Becoming a stepmom is inherently full of challenges. As if it isn't hard enough to deal with the fact that you've magically inherited the responsibilities of being a parent (while enjoying the rights of only a babysitter), you're also soon required to learn a new language.

Stepmom Speak.


From child support to parenting plans to holiday schedule, you will find yourself using words and phrases that you never would have before becoming a step parent. And then there's the big one. The mother of Stepmom Speak words that will follow you from now until the end of your days.  The "B" word.

(No, not that one)
(Well, okay, maybe that one, too.)

Boundaries.

Before I became a stepmom, the only time I used this word was in middle school when we learned about how states were divided - and even then I wasn't listening. I very rarely came across this word in any real-life situation.. And now it shows up more than herpes at a whore convention.

This is, by far, one of Mama Ex's very favorite words to use (along with the other "b" word too, don't kid yourself). I hear it about everything.

Ruby let the girls watch a movie I don't approve of. That is clearly outside her boundaries.

Ruby told the girls they might have to get braces someday. This conversation is not within her boundaries.

I just saw your email that Ruby is picking the kids up for parenting time tonight? She's stepping outside her boundaries.

On occasion, the term  has been used so often that I've been tempted to approach Mama Ex and quote Mandy Patinkin's famous line from "The Princess Bride." 

"Why do you keep using that word? I do not think it means what you think it means."

To Mama Ex, "exceeding boundaries" is a catch-phrase that essentially means, "I'm not a fan of something Ruby is doing and I don't know how to articulate that."

But by definition, boundary simply means this: a line that marks the limits of an area; a dividing line.

WHAT IS REQUIRED: Rewrite the paragraph of the stepmom essay above that begins "Becoming a stepmom is inherently" as a short bulleted list that keeps its main facts.

SUPPLIED MATERIAL:
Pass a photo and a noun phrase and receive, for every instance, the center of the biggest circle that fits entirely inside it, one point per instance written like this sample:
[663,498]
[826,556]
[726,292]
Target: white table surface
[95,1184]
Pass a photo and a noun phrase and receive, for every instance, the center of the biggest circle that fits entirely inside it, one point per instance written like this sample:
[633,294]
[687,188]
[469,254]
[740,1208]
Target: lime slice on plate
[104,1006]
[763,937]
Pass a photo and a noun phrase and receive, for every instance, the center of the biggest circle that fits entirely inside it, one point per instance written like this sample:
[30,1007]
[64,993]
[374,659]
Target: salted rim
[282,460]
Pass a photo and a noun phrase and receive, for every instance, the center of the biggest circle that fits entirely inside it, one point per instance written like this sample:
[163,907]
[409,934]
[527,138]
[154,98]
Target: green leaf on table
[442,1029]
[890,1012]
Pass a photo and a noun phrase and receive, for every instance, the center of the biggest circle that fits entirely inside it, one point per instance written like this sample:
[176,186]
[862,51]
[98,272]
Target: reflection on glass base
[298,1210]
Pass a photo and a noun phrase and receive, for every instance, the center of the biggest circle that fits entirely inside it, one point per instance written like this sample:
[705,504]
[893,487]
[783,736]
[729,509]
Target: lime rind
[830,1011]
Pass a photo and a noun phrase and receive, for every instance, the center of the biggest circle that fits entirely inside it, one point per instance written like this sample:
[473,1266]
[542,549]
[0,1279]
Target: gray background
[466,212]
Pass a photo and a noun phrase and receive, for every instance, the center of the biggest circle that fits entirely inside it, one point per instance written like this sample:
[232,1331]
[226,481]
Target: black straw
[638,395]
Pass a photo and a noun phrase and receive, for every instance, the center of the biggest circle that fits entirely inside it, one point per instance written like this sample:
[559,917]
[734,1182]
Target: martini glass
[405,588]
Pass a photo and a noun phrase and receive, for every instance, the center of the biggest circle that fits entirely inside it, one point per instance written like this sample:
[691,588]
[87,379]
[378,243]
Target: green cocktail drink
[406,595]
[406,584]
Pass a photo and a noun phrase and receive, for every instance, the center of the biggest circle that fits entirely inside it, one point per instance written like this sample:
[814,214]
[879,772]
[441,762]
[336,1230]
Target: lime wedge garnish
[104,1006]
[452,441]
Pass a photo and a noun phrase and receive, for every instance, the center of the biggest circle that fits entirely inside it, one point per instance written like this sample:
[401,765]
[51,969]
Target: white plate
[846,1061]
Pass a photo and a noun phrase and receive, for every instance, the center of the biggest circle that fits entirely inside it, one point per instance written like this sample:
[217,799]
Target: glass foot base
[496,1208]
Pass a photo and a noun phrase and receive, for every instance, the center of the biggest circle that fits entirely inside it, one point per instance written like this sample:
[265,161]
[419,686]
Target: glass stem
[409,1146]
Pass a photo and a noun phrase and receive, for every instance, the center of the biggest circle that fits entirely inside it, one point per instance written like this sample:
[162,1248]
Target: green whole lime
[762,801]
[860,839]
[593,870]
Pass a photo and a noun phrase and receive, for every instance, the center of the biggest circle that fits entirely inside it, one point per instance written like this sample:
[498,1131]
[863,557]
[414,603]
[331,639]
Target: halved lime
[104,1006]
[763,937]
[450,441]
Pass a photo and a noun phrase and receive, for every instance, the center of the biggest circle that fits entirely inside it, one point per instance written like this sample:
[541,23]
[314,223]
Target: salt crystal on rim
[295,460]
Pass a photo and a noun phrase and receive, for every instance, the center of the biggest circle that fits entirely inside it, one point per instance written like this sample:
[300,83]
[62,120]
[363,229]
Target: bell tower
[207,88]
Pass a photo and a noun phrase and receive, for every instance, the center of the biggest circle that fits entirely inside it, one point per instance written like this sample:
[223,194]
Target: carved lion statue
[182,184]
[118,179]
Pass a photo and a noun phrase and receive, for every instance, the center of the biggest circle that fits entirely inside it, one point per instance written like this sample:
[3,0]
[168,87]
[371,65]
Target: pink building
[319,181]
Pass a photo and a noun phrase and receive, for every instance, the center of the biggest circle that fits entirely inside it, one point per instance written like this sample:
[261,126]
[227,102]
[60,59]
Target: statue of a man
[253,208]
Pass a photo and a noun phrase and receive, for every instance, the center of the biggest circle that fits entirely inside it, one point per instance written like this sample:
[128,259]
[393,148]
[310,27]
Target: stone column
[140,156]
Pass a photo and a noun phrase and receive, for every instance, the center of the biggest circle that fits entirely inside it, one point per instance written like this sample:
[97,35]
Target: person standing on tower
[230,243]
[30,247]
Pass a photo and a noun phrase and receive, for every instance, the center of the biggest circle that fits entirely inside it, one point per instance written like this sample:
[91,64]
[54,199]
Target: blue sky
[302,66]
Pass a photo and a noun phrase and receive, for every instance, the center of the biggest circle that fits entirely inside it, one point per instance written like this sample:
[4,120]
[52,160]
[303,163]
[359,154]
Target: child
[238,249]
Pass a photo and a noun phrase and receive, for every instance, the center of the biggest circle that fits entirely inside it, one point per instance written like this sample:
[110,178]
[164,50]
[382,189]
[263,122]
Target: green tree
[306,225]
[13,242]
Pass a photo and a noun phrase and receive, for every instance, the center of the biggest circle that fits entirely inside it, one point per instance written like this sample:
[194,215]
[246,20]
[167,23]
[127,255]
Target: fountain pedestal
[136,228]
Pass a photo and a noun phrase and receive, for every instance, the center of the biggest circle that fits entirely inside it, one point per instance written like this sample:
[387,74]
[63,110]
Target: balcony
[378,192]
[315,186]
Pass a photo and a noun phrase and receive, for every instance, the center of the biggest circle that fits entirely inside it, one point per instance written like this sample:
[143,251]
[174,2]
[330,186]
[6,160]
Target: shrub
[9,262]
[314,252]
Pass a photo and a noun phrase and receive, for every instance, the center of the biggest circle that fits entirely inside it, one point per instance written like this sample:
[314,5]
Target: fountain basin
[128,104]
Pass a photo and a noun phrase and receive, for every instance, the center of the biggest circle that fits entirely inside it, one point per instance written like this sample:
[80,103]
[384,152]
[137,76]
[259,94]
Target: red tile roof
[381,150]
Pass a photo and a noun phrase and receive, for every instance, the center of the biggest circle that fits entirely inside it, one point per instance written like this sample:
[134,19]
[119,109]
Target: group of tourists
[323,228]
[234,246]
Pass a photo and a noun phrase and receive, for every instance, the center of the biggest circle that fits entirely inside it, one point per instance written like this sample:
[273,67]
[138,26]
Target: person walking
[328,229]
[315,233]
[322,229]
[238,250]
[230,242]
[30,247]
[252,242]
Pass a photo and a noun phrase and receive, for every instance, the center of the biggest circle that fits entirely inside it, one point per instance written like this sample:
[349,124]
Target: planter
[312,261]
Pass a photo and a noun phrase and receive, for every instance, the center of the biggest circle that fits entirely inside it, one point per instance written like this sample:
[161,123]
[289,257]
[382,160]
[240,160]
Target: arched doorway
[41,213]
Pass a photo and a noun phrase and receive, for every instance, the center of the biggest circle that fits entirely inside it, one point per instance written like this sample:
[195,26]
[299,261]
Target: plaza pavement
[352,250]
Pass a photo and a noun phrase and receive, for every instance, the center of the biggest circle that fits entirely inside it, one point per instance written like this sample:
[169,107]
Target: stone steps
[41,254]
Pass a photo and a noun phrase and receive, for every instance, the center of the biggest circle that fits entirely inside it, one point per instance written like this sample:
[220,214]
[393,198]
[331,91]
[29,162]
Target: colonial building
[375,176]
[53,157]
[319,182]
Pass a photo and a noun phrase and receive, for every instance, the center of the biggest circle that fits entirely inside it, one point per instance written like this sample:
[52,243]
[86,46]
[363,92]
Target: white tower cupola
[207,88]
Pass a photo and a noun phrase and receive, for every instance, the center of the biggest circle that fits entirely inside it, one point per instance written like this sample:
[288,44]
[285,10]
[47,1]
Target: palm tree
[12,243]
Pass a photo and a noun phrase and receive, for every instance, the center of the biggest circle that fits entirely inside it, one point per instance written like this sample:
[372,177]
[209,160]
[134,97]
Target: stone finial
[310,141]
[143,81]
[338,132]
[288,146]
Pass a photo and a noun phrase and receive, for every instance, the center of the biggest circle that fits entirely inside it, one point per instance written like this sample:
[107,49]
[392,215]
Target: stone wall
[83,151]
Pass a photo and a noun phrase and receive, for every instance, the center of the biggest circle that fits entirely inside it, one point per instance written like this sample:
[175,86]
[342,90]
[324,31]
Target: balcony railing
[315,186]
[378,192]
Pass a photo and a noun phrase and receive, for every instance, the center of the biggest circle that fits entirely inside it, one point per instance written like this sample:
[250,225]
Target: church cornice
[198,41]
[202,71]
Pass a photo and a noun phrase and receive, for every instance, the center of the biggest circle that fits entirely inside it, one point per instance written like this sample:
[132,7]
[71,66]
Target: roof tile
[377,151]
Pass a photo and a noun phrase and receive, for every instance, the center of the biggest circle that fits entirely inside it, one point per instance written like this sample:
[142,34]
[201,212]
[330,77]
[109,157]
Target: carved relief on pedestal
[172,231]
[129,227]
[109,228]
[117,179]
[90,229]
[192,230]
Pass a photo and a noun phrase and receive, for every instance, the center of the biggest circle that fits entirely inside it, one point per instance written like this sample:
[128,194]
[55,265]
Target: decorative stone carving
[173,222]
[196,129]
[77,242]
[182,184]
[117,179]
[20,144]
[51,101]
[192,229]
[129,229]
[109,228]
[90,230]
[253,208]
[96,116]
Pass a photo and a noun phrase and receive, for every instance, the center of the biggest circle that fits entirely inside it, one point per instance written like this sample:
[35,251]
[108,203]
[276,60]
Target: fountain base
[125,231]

RESULT:
- Becoming a stepmom is full of challenges.
- A stepmom inherits a parent's responsibilities but has only a babysitter's rights.
- A stepmom also soon has to learn a new language.